§ Ваша задача:
Обновите строки, начиная со строки, содержащей «Reviewer note: confirm each instance of the hood», и заканчивая строкой, содержащей «pixel 515 64»: замените «Target» на «Object» и приведите эти строки полностью, больше ничего не меняя.

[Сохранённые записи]
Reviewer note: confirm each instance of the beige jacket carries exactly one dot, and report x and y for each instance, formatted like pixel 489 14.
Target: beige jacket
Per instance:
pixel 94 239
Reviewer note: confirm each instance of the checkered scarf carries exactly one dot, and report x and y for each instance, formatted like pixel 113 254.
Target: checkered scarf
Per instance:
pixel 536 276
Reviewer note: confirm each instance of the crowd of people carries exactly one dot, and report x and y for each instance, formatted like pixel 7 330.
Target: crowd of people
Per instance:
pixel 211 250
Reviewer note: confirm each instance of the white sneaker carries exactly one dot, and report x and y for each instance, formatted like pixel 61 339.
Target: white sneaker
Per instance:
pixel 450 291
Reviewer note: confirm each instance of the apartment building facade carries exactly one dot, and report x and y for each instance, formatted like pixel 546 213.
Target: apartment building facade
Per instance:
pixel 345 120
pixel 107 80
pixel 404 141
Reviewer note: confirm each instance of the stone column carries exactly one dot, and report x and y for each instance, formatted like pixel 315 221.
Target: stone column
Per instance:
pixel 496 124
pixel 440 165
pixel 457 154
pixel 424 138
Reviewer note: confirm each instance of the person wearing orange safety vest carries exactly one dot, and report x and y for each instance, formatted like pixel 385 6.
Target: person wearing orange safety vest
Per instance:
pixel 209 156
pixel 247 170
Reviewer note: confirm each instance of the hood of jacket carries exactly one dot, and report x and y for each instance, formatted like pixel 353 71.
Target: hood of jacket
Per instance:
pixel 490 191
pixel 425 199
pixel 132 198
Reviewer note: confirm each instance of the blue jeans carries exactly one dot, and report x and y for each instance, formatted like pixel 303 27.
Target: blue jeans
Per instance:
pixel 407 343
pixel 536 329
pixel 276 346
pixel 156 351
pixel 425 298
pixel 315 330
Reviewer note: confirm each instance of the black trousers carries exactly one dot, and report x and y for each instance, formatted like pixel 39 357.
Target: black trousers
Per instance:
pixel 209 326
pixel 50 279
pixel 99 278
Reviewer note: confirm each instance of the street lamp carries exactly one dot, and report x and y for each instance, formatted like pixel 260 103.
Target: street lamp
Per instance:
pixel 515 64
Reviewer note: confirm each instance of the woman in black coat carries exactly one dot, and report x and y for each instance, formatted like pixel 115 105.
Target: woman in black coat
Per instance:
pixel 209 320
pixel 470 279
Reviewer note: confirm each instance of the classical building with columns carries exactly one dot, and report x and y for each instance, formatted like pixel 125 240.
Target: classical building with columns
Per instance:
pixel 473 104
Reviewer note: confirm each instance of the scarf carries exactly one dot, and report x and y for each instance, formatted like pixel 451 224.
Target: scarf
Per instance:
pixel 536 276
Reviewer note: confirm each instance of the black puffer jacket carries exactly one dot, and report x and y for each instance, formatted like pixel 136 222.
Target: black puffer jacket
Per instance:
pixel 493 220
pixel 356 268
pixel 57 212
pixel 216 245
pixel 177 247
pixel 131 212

§ Полный ответ:
Reviewer note: confirm each instance of the hood of jacket carries exactly one dot, and report x and y for each instance, formatted like pixel 353 71.
Object: hood of jacket
Per instance:
pixel 490 191
pixel 425 199
pixel 132 198
Reviewer note: confirm each instance of the blue jeans carries exactly one dot, and report x and y for each instance, formatted like pixel 303 27.
Object: blue jeans
Per instance:
pixel 407 343
pixel 536 329
pixel 276 346
pixel 156 351
pixel 425 298
pixel 315 330
Reviewer note: confirm each instance of the black trousers carries exactly one dot, and report x and y for each instance, formatted like pixel 39 357.
Object: black trousers
Per instance:
pixel 209 326
pixel 50 279
pixel 99 278
Reviewer note: confirm each instance of the street lamp carries exactly one dot, and report x and y for each instance, formatted like pixel 260 103.
Object: street lamp
Per instance:
pixel 515 64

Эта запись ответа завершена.